Exercise prompt: The expected output is the complete listing, copied exactly.

Start of Input

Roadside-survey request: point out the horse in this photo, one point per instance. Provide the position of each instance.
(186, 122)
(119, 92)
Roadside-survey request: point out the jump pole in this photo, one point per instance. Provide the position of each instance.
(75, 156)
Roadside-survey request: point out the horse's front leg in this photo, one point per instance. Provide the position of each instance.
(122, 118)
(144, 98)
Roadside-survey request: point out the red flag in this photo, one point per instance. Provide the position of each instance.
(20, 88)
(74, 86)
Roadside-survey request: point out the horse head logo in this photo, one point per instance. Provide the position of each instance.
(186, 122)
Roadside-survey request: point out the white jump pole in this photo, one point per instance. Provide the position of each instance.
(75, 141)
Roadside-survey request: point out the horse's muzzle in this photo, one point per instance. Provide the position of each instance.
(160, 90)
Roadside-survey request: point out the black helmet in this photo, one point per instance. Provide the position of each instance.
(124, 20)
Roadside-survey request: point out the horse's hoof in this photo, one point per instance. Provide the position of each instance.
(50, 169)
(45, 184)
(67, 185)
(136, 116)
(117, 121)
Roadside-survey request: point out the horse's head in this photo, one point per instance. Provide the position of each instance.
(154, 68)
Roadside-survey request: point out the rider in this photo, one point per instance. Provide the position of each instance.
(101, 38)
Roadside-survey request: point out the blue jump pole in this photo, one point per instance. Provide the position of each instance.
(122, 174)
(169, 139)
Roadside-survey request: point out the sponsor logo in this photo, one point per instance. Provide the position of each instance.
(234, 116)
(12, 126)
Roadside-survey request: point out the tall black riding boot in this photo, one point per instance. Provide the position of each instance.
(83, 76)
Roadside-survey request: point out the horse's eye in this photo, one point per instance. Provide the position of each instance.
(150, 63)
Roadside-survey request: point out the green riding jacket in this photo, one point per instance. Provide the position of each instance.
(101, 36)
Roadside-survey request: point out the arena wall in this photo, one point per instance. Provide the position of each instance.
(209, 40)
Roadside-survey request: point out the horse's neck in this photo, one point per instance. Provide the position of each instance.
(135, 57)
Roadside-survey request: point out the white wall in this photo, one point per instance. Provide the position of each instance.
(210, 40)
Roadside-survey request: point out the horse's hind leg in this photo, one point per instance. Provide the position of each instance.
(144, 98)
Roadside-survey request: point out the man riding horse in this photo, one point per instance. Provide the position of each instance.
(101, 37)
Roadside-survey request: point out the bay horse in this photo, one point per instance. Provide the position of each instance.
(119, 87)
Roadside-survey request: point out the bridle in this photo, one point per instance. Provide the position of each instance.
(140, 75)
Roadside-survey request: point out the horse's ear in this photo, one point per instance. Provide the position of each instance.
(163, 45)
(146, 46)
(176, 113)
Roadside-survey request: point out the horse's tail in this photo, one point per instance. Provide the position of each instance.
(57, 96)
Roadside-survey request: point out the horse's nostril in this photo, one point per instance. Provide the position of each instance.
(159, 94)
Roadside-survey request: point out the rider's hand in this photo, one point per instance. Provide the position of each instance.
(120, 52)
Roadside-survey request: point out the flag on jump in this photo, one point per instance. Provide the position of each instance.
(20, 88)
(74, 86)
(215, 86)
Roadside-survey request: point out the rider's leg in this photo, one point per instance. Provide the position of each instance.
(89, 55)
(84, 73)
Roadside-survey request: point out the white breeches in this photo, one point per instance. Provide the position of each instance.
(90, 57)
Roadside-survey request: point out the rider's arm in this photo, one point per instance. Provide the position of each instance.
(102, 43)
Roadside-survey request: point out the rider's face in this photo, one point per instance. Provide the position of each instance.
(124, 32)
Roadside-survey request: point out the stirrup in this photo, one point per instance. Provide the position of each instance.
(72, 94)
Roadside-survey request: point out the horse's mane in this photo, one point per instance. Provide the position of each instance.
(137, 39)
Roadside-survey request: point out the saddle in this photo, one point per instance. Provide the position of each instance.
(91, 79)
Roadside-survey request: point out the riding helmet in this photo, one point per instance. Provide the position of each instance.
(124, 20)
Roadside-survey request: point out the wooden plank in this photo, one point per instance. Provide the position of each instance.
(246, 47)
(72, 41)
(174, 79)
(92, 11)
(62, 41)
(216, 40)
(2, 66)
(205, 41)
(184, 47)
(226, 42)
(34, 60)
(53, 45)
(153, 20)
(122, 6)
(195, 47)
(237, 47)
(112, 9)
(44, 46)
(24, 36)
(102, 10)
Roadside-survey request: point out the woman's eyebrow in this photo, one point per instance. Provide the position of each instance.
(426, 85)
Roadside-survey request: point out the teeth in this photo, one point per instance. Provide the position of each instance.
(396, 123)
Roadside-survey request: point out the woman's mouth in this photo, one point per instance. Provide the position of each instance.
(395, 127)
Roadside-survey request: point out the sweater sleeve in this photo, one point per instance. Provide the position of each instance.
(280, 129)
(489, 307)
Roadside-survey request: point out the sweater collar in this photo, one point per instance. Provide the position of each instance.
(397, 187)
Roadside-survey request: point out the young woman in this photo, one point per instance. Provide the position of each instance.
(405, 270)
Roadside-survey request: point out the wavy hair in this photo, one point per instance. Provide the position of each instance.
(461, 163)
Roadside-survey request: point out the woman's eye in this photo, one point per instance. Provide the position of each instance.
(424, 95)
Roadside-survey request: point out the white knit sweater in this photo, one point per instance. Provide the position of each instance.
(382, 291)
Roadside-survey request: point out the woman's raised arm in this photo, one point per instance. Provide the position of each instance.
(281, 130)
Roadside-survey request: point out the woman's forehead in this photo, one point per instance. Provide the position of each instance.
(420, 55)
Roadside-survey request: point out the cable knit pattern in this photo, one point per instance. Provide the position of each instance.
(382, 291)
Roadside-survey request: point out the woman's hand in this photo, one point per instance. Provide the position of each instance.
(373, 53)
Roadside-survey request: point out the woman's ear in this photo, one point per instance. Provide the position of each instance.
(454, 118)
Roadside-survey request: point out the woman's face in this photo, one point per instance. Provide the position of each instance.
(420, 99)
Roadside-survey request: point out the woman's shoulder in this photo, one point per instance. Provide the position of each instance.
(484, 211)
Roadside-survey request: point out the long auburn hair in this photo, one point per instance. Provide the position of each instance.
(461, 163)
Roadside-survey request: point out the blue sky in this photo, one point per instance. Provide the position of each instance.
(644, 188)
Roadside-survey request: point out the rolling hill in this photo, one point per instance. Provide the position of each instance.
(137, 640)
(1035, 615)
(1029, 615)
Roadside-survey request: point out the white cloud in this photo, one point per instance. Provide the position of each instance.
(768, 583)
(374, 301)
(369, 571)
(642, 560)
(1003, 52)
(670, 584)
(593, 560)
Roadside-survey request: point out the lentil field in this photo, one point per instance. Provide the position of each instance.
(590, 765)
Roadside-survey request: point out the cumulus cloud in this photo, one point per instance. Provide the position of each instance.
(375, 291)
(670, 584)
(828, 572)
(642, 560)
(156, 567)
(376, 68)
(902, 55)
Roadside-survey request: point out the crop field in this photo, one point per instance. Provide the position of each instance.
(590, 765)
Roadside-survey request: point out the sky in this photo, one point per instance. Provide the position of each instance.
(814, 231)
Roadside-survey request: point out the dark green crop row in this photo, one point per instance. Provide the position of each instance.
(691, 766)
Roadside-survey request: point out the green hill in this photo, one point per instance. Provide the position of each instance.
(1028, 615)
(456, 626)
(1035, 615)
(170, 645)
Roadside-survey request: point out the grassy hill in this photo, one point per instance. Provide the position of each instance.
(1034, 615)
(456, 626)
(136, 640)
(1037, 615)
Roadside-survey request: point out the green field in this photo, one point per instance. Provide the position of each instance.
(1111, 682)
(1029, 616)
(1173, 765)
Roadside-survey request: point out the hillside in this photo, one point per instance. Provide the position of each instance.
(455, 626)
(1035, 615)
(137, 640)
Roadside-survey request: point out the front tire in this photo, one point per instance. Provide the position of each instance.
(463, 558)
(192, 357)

End of Input

Exercise solution:
Roadside-survey request: point out the horse in this photo, one point per instance. Provide the position of each instance.
(186, 122)
(119, 92)
Roadside-survey request: point out the jump pole in this photo, one point per instance. Provide the position of each instance.
(75, 156)
Roadside-survey request: point out the horse's front leg in this photo, one point per instance. Provide the position of each instance.
(122, 118)
(144, 98)
Roadside-survey request: point out the red flag in this photo, one point per instance. Provide the position of each instance.
(20, 88)
(74, 86)
Roadside-survey request: point out the horse head logo in this photo, one point per instance. Provide the position of each instance.
(186, 122)
Roadside-survey request: point out the white jump pole in this photo, one point per instance. Provide the position of each instance.
(75, 141)
Roadside-survey request: point out the horse's muzzle in this photo, one point per instance. Provide the position of each instance.
(160, 90)
Roadside-survey request: point out the black helmet in this photo, one point per instance. Provide the position of each instance.
(124, 20)
Roadside-survey request: point out the horse's hoof in this photo, one point per instance. Provide the position of each instance.
(50, 169)
(45, 184)
(67, 185)
(136, 116)
(117, 121)
Roadside-survey request: point out the horse's head in this photo, one point per instance. Provide the position of each instance.
(154, 68)
Roadside-survey request: point out the rider in this photo, one point per instance. Provide the position of each instance.
(101, 38)
Roadside-survey request: point out the blue jump pole in this photo, one point per instance. Provide the position of each instance.
(122, 174)
(169, 139)
Roadside-survey request: point out the sponsor logo in this photo, one point per instance. Provide the position of each instance.
(234, 116)
(12, 126)
Roadside-survey request: point out the tall black riding boot in this photo, one point per instance. Provide the position of each instance.
(83, 76)
Roadside-survey request: point out the horse's eye in this photo, one point per instance. Provide the position of each instance.
(150, 63)
Roadside-survey request: point out the green riding jacket in this photo, one point per instance. Provide the position of each instance.
(101, 36)
Roadside-survey request: point out the arena wall in this photo, one point per instance. Provide the position of each instance.
(209, 40)
Roadside-survey request: point out the horse's neck in this photo, one point per instance. Provide the position of each instance.
(135, 57)
Roadside-survey request: point out the white wall in this photo, one point per instance. Provide the position of each instance.
(210, 40)
Roadside-survey request: point out the horse's hind leg in this photo, one point per instance. Provide the position of each instance.
(144, 98)
Roadside-survey request: point out the man riding horse in this photo, one point per instance. Provide the position of each instance.
(101, 37)
Roadside-survey request: point out the bay horse in this photo, one point per instance. Provide the position of each instance.
(119, 87)
Roadside-survey request: point out the bridle in this photo, one point per instance. Provide the position of each instance.
(140, 75)
Roadside-survey request: point out the horse's ear in this photo, one point per instance. Provide the position of each instance.
(163, 45)
(146, 46)
(176, 113)
Roadside-survey request: point out the horse's tail in this photo, one point per instance. Provide the position of each instance.
(57, 96)
Roadside-survey request: point out the horse's nostril in this photo, one point per instance. Provide the position of each instance.
(159, 94)
Roadside-survey request: point out the rider's hand in this photo, one point per instance. Provide the position of each instance.
(120, 52)
Roadside-survey request: point out the flag on jump in this photo, one point per instance. Provide the position of each instance.
(20, 88)
(74, 86)
(215, 86)
Roadside-survey request: point out the rider's leg in this photo, one point per instance. Provide the position of each instance.
(89, 55)
(84, 73)
Roadside-survey request: point out the white breeches in this photo, one point per instance. Provide the position of each instance.
(90, 57)
Roadside-survey request: point out the rider's arm in this photo, one point per instance. Provide the position of each instance.
(102, 43)
Roadside-survey request: point out the rider's face in this photo, one point per instance. Provide the position of each instance.
(124, 32)
Roadside-survey request: point out the stirrup in this photo, one point per instance. Provide the position of each instance.
(72, 94)
Roadside-survey request: point out the horse's mane in this photo, one point per instance. Provide the position of each instance.
(137, 39)
Roadside-survey request: point out the saddle in this photo, one point per instance. Provide the position of each instance.
(91, 79)
Roadside-survey request: point out the riding helmet in this photo, one point per instance. Provide the position of each instance.
(124, 20)
Roadside-survey request: point out the wooden plank in this photo, one point per instance. Provide the position of each instance.
(246, 47)
(72, 41)
(174, 79)
(92, 11)
(62, 41)
(216, 40)
(2, 66)
(205, 41)
(184, 47)
(226, 42)
(34, 60)
(53, 45)
(153, 20)
(122, 6)
(195, 47)
(237, 47)
(112, 9)
(44, 46)
(24, 36)
(102, 10)
Roadside-survey request: point out the woman's eyebrow in this photo, one point per instance. Provide the position of each instance.
(426, 85)
Roadside-survey request: point out the teeth in this photo, one point per instance. Provide the position of each instance.
(396, 123)
Roadside-survey request: point out the woman's mouth in this photo, one point per instance. Provide the position of each instance.
(395, 127)
Roadside-survey request: point out the sweater sleeve in this photo, one point per instance. Provide the position of each instance.
(280, 129)
(489, 307)
Roadside-survey request: point out the sweater collar in this photo, one point per instance. Provide the position of each instance.
(397, 187)
Roadside-survey request: point out the young woman in this photo, one point per instance. Provide the position of each instance.
(405, 270)
Roadside-survey request: point out the wavy hair in this photo, one point per instance. Provide the position of each instance.
(461, 163)
Roadside-survey request: point out the woman's eye in this photo, one point per instance. Provide the position of each instance.
(424, 95)
Roadside-survey request: point out the white knit sweater in this photo, one point per instance. Provide the position of each instance.
(382, 291)
Roadside-survey request: point out the woman's raised arm in this photo, one point per instance. Provide the position of each instance.
(281, 130)
Roadside-survey request: point out the woman's forehead in this photo, one point per instance. Provide the position of each instance.
(420, 55)
Roadside-survey request: point out the cable knit pattern in this photo, one point per instance. Provide the position of each instance.
(382, 291)
Roadside-survey request: point out the woman's hand in this photo, one point per instance. Provide the position of each instance.
(373, 53)
Roadside-survey request: point out the woman's ear in this photo, one point per instance. Provide the position of each instance.
(454, 118)
Roadside-survey request: point out the woman's face in this photo, one point per instance. Provide the position of each instance.
(420, 99)
Roadside-survey request: point out the woman's shoulder in this photo, one point per instance. Provide the position of each instance.
(484, 211)
Roadside-survey request: point out the long auburn hair in this photo, one point per instance. Provide the position of each instance.
(461, 163)
Roadside-survey request: point out the blue sky in this photo, one point per instance. Provide the position of each instance.
(644, 188)
Roadside-survey request: point out the rolling hill in this photo, one point per instance. Provide the position of each instance.
(137, 640)
(1035, 615)
(1029, 615)
Roadside-survey request: point out the white cloud in this photo, one point per instance. Provide the position of each instance.
(768, 583)
(374, 301)
(369, 571)
(642, 560)
(1003, 52)
(670, 584)
(593, 560)
Roadside-survey request: point out the lentil field in this photo, one point per instance. Provide the position of each instance.
(590, 765)
Roadside-survey request: point out the cumulus cloud in this photo, one point per instance. Provide the position of each instance.
(375, 291)
(670, 584)
(828, 572)
(642, 560)
(156, 567)
(376, 68)
(902, 55)
Roadside-survey request: point out the crop field in this photo, one point per instance. Provide the position of each instance.
(590, 765)
Roadside-survey request: point out the sky in this photo, one point per instance. Provide the position of each instance.
(814, 231)
Roadside-survey request: point out the dark green crop row in this photo, one point per instance. Provide the position of each instance.
(691, 766)
Roadside-survey request: point out the green hill in this photo, one point per instance. Provide the position of each instance.
(1028, 615)
(456, 626)
(1035, 615)
(170, 645)
Roadside-survey request: point out the grassy hill in this photo, one point per instance. Provide the position of each instance.
(1034, 615)
(456, 626)
(136, 640)
(1037, 615)
Roadside-survey request: point out the green field in this photo, one point per instance. Provide the position of each instance.
(1111, 682)
(1029, 616)
(1173, 765)
Roadside-survey request: point out the hillside in this photo, one point per instance. Provide the position of each instance.
(455, 626)
(1035, 615)
(137, 640)
Roadside-survey request: point out the front tire in this photo, one point per instance. Provide the position of each instance.
(463, 558)
(192, 357)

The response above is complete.